As the next generation of numerical models attempts to seamlessly predict weather as well as climate, there is an increasing need to develop parameterizations that adapt automatically to different spatial scales (scale-aware parameterizations). A big advantage of the mathematically rigorous approach is that the subgrid model is valid for increasing spatial resolutions within a range of scales that is obtained as part of the derivation.
Mathematical approaches to stochastic modeling rely on the assumption that a physical system can be expressed in terms of variables of interest and variables that one does not want to explicitly resolve. In the mathematical literature this is usually referred to as the operation of coarse graining and is performed through the method of homogenization (Papanicolaou and Kohler 1974; Gardiner 1985; Pavliotis and Stuart 2008). The goal is then to derive an effective equation for the slow predictable processes and to represent the effect of the now unresolved variables as random noise terms.
Many stochastic parameterizations are based on the assumption of a scale separation between the temporal decorrelation rates between the rapidly fluctuating processes represented by a white noise and the slow processes of interest (e.g., Gardiner 1985; Penland 2003a). In geophysical applications, there is often—but not always—a relationship between spatial and temporal scales of variability, with fast processes associated with small scales and slow processes associated with large scales. If this is the case, separating physical processes by time scales can result in decomposing small-scale features from large-scale phenomena, and spatial and temporal scale separation become equivalent.
Such thinking underlies the pioneering study of Hasselmann (1976), who split the coupled ocean–atmosphere system into a slow ocean and fast weather fluctuation components and subsequently derived an effective equation for the ocean circulation only. One finds that the impact of the fast variables on the dynamics of the slow variables boils down to a deterministic correction—a mean field effect sometimes referred to as noise-induced drift or rectification—plus a stochastic component, which is a white random noise in the limit of infinite time-scale separation.
A simple example demonstrating noise-induced transitions and drifts is presented in Fig. 1. Assume that the unforced nonlinear climate system can be described by a double-well potential (Fig. 1a). If the noise is sufficiently small (short red arrows) and under appropriate initial conditions, the system will stay for a finite time in the deeper potential well and the associated probability density function of states will have a single maximum (Fig. 1b). As the amplitude of the noise increases (long arrows in Fig. 1c), the system can undergo a noise-induced transition and reach the secondary potential well. The resulting probability density function (PDF) will exhibit two local maxima (Fig. 1d), signifying two different climate regimes, rather than a single maximum, as in the small-noise scenario. Note that the stochastic forcing not only changes the variance, but also the mean.

Data extracts =>
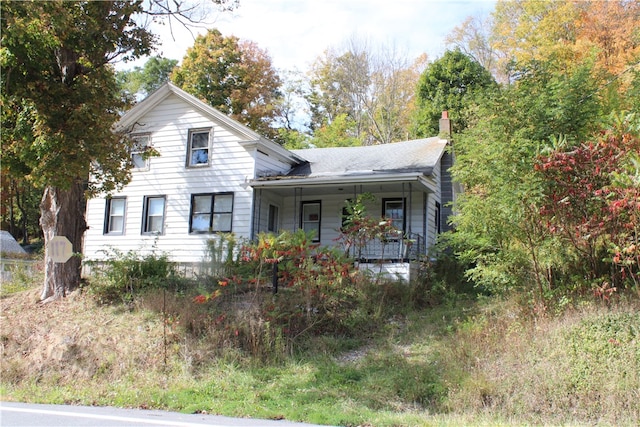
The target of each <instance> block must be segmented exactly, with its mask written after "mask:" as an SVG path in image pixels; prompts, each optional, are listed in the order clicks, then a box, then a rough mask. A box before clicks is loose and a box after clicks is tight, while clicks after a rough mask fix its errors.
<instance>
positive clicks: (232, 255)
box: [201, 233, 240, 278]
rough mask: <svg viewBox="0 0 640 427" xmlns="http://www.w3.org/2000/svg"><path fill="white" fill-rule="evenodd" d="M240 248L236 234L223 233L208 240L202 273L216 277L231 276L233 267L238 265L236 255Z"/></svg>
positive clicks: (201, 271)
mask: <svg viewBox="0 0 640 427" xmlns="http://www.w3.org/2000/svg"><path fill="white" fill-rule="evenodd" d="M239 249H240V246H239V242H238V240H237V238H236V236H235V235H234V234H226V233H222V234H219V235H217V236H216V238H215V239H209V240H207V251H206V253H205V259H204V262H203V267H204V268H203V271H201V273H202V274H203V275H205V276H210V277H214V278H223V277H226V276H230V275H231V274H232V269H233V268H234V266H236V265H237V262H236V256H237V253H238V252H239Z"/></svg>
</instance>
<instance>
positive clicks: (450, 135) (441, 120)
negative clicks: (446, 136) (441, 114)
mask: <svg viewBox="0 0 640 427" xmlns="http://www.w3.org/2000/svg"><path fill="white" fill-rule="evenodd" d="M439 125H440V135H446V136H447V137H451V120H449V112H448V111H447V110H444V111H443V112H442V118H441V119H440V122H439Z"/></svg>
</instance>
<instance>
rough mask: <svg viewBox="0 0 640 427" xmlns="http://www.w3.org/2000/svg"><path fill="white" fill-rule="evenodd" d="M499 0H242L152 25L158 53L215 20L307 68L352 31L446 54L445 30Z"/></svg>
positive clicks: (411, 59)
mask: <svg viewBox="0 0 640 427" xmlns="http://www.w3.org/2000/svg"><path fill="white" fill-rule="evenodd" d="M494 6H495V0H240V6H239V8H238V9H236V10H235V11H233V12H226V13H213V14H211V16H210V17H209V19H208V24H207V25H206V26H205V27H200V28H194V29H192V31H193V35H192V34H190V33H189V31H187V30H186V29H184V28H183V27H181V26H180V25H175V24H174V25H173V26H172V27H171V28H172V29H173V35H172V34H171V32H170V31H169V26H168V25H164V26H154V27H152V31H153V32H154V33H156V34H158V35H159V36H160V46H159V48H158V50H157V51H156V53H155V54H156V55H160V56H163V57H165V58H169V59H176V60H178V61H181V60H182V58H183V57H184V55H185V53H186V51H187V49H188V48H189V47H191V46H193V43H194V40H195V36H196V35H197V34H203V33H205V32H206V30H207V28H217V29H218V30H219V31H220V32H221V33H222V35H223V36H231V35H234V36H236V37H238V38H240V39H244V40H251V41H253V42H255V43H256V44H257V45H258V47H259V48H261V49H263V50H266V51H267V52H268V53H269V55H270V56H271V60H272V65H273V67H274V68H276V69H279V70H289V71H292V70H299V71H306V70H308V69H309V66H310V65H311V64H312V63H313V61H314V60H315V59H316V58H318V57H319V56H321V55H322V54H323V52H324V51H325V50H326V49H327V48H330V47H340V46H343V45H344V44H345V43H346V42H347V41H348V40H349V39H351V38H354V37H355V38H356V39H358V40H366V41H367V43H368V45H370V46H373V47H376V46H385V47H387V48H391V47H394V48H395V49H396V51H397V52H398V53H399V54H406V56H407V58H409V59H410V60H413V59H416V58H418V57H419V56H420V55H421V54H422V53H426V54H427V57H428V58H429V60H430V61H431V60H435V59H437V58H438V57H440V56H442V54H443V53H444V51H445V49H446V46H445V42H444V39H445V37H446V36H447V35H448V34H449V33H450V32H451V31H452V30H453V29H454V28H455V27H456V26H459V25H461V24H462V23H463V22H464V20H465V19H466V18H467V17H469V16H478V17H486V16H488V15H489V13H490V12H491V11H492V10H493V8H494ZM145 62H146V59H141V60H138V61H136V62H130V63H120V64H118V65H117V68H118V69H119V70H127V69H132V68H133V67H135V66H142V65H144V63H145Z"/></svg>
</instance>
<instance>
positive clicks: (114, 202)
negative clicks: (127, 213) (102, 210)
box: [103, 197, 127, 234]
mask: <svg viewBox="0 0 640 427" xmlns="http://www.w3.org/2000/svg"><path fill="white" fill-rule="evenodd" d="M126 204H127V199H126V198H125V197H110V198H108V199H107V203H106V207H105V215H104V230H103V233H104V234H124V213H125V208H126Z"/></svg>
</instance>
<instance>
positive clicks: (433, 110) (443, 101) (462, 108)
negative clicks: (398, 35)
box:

Complete the following =>
1/ Rewrite the paragraph of the stochastic parameterization text that begins "Mathematical approaches to stochastic modeling" as a short bulleted list that keeps its main facts.
2/ Name every distinct published work cited in the stochastic parameterization text, giving the authors and year as the text does.
3/ Extend the text on stochastic parameterization with a further paragraph that follows on from its last sentence.
The records are not needed for any of this work.

Responses per task =>
1/
- Mathematical stochastic modeling assumes a physical system can be expressed in terms of variables of interest and variables that one does not want to resolve explicitly.
- Mathematicians call this coarse graining and carry it out through homogenization (Papanicolaou and Kohler 1974; Gardiner 1985; Pavliotis and Stuart 2008).
- The aim is to derive an effective equation for the slow, predictable processes and to represent the effect of the unresolved variables as random noise terms.

2/
- Papanicolaou and Kohler 1974
- Gardiner 1985
- Pavliotis and Stuart 2008
- Penland 2003a
- Hasselmann 1976

3/
System characterized by double-potential (a),(c) or single-potential well (e),(g) and their associated PDFs (b),(d),(f), and (h). (a) If the noise is sufficiently small and under appropriate initial conditions, the system will stay in the deeper potential well and the associated probability density function will have a single maximum (b). (c) As the amplitude of the noise increases, the system can undergo a noise-induced transition and reach the secondary minimum in the potential, leading to a shifted mean and increased variance in the associated probability density function (d). A linear system characterized by a single potential well and forced by additive white noise (e) will have a unimodal PDF (f). However, when forced by multiplicative (state-dependent) noise (g), the noise changes the effective potential of the unforced system, so that the associated PDF becomes bimodal (h).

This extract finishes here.